== What the task asks ==
Output everything from the beginning of the material down to and including the line that contains "column 161, row 375" as a JSON list of strings, with one string per line and no blank lines.

--------------------

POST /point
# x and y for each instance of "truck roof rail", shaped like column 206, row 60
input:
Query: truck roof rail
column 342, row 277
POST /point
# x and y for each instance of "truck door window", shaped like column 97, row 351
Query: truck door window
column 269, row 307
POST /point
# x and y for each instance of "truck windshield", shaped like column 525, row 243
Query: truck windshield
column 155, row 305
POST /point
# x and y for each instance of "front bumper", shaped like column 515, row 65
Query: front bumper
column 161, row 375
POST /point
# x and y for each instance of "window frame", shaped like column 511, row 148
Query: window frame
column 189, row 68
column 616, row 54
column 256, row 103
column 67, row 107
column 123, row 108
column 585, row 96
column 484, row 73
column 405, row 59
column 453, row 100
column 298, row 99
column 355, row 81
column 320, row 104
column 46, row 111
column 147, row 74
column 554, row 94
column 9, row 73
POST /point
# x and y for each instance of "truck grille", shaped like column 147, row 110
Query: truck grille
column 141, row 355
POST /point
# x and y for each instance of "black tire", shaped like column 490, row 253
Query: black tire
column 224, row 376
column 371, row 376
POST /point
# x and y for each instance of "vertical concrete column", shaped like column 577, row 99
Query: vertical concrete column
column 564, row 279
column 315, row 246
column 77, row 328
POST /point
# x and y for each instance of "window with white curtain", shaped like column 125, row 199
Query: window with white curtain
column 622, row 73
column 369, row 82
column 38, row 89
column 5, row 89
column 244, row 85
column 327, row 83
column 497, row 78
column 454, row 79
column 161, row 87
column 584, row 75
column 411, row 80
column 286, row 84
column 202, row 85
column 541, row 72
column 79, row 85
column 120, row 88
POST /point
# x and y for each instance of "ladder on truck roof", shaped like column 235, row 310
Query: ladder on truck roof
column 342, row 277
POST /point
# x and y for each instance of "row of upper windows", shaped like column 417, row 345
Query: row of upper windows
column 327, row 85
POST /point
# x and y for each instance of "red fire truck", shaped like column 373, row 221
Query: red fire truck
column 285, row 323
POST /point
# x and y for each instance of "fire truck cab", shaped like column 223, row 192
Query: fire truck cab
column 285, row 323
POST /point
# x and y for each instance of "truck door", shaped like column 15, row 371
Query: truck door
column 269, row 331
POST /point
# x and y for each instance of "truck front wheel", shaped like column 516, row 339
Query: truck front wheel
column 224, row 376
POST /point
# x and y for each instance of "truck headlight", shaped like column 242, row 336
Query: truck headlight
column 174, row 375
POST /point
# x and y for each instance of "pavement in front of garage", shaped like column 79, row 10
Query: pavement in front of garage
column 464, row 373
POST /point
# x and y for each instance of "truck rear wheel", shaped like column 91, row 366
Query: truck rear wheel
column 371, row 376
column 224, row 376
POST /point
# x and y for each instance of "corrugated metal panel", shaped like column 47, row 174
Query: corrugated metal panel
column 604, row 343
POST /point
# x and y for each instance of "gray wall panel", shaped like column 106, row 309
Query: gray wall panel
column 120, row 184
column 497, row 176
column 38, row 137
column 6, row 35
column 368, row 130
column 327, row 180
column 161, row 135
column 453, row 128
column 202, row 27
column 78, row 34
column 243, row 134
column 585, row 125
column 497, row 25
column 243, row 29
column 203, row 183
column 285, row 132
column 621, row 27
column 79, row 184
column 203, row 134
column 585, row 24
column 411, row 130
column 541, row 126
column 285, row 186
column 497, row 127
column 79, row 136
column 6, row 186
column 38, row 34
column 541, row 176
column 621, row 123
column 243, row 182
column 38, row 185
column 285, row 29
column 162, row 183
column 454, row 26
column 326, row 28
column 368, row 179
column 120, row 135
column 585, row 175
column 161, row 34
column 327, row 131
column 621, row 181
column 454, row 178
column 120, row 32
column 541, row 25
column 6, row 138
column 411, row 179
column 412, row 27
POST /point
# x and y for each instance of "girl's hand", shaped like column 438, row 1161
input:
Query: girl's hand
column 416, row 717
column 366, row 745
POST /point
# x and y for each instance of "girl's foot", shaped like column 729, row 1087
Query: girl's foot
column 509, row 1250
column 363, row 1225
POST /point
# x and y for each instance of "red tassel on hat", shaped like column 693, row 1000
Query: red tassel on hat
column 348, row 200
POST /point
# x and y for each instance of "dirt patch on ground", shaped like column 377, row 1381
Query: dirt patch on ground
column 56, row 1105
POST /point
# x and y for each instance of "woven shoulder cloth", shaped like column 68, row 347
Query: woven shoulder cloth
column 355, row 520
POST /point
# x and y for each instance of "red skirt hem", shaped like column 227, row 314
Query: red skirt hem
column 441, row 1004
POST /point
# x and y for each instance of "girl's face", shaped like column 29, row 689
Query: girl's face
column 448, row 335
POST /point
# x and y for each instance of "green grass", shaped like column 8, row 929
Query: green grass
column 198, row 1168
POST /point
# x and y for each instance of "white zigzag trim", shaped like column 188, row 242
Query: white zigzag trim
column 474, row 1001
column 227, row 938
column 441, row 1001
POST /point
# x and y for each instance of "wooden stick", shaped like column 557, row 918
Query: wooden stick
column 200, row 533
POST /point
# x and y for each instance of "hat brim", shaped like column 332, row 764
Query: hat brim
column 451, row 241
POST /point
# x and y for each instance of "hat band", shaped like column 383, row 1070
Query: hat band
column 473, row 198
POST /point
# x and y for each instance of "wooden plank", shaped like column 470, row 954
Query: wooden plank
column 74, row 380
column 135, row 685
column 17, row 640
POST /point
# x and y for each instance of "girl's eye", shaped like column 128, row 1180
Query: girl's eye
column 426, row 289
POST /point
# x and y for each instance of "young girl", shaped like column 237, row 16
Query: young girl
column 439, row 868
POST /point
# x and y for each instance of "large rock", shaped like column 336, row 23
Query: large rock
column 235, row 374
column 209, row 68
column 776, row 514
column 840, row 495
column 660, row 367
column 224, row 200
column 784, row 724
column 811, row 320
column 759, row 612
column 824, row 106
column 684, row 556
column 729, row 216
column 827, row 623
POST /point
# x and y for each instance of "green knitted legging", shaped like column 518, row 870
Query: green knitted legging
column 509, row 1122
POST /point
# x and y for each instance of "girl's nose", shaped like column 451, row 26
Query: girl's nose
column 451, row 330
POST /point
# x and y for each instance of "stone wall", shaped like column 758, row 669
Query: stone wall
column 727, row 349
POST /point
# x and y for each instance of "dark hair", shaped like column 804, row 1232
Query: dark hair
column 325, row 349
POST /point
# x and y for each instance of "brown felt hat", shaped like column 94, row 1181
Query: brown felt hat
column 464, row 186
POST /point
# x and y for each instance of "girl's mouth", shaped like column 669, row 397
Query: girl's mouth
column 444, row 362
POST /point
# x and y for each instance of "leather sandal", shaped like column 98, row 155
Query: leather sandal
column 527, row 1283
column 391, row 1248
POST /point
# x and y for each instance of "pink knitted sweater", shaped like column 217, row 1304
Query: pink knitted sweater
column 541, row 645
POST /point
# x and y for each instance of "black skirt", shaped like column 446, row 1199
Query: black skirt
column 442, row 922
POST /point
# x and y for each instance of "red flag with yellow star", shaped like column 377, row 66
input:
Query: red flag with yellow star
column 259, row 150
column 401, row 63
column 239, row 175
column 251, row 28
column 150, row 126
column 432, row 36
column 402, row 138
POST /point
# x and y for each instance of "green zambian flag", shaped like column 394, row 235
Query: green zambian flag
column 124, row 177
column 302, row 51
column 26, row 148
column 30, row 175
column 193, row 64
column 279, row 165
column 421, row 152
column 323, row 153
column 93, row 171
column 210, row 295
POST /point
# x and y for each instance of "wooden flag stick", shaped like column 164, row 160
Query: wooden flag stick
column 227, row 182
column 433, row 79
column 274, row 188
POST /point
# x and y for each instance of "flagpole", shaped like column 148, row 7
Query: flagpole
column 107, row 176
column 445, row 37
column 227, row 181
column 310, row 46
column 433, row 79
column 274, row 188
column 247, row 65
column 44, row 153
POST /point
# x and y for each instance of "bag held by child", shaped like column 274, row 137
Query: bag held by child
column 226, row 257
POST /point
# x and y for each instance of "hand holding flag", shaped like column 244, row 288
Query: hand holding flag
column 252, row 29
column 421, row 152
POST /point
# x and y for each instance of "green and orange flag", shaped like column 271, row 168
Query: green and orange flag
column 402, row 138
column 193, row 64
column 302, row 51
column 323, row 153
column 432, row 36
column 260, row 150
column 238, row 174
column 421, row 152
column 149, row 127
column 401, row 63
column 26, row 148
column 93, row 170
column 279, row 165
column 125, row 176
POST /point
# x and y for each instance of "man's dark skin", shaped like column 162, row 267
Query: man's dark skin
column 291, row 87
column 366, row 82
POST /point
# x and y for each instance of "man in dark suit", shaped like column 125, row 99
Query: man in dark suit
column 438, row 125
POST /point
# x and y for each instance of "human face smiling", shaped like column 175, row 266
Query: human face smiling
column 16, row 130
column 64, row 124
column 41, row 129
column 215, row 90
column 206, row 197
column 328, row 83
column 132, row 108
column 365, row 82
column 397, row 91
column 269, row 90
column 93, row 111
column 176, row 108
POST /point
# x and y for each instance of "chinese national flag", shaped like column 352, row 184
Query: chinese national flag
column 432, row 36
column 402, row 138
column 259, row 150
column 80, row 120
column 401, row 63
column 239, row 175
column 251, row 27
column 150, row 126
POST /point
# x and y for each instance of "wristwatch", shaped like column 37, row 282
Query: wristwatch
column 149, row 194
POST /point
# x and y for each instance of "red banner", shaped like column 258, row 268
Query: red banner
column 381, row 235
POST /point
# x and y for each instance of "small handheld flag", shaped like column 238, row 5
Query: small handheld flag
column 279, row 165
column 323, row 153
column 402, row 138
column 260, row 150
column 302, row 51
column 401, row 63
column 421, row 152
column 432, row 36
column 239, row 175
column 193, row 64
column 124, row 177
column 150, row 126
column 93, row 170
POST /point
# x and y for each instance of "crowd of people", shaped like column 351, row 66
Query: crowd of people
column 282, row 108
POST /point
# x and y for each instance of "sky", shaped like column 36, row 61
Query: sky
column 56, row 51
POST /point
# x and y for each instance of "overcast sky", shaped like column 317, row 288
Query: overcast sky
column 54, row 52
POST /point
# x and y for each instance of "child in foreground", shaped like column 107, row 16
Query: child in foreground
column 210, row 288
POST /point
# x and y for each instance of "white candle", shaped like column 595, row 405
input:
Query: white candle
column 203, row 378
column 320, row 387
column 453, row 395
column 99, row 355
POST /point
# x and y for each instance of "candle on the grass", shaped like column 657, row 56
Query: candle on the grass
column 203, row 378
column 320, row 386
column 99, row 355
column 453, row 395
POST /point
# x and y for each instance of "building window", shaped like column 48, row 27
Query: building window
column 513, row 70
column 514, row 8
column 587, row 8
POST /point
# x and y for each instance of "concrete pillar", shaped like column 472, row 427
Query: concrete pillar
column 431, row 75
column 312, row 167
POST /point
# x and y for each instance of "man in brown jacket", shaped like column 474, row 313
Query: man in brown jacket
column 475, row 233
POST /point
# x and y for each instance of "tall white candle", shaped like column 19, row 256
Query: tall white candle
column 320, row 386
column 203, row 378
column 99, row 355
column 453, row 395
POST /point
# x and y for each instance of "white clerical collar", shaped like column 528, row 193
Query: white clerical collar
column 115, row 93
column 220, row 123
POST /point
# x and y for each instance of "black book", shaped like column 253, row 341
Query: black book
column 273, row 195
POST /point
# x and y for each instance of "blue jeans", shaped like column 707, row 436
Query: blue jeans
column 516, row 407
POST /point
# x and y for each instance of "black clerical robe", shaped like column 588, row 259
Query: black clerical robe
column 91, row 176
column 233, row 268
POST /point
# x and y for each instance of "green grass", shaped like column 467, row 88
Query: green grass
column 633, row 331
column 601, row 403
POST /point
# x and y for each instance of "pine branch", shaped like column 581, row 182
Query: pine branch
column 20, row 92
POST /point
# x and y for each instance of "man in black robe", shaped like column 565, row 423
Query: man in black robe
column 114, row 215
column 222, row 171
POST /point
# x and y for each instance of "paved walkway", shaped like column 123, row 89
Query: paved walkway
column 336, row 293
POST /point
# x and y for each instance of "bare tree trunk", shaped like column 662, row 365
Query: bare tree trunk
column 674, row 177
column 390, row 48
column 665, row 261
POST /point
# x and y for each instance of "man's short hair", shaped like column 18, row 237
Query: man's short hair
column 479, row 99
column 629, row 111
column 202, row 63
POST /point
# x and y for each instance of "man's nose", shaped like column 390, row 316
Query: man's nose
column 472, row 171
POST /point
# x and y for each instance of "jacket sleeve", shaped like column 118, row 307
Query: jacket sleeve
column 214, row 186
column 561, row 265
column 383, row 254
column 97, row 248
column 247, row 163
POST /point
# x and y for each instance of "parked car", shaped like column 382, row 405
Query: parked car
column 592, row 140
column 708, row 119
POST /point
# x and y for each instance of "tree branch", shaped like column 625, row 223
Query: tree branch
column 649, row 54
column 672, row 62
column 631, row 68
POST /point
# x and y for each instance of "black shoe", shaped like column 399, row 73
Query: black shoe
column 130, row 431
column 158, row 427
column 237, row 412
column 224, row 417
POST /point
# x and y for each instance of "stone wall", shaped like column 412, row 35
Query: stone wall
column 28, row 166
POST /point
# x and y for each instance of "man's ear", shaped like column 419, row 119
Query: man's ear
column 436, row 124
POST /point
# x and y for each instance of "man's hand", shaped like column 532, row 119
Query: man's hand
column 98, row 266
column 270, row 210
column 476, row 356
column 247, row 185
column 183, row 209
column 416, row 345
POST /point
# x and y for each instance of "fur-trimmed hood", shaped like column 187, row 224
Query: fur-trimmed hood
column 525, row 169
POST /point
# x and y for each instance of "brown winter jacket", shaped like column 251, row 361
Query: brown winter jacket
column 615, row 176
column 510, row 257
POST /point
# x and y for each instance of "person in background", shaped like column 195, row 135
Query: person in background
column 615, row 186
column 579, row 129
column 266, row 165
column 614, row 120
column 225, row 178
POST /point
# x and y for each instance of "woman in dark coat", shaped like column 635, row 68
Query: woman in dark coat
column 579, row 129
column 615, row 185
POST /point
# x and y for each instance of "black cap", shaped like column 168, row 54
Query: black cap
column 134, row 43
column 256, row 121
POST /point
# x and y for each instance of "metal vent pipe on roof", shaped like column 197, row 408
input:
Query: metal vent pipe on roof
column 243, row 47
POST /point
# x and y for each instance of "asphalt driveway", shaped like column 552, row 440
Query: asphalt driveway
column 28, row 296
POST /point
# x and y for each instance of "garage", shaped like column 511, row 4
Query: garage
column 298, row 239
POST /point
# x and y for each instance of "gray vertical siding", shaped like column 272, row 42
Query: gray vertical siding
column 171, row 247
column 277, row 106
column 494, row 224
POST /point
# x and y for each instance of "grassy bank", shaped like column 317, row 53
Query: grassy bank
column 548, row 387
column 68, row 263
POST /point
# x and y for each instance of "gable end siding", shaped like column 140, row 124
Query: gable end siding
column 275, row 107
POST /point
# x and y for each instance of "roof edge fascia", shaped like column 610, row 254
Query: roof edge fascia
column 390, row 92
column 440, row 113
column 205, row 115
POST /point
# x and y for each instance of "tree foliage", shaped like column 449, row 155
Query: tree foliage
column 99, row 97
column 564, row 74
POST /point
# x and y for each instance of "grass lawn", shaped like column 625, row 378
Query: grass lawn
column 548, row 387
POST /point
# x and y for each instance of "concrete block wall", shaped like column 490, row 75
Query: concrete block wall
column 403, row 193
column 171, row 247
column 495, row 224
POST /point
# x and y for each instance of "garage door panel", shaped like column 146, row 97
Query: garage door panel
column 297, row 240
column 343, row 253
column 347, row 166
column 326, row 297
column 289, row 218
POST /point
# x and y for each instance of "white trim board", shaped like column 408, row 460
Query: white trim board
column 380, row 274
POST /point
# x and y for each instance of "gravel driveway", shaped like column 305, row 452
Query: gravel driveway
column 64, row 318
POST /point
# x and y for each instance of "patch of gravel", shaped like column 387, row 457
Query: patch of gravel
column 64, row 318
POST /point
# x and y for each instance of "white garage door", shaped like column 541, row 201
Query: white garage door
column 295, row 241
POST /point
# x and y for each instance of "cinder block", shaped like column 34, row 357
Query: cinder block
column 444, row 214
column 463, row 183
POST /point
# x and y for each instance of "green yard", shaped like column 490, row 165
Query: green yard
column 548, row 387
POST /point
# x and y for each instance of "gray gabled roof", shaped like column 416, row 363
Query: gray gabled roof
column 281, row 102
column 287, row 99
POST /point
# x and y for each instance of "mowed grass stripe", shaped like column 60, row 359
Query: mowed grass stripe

--------------------

== Correct result ==
[
  "POST /point",
  "# x and y for each instance of \"truck roof rail\", shaped like column 206, row 60",
  "input:",
  "Query: truck roof rail",
  "column 342, row 277",
  "POST /point",
  "# x and y for each instance of \"truck door window\", shaped like column 97, row 351",
  "Query: truck door window",
  "column 269, row 307",
  "POST /point",
  "# x and y for each instance of \"truck windshield\", shaped like column 525, row 243",
  "Query: truck windshield",
  "column 155, row 305",
  "POST /point",
  "# x and y for each instance of \"front bumper\", shaped like column 515, row 65",
  "Query: front bumper",
  "column 161, row 375"
]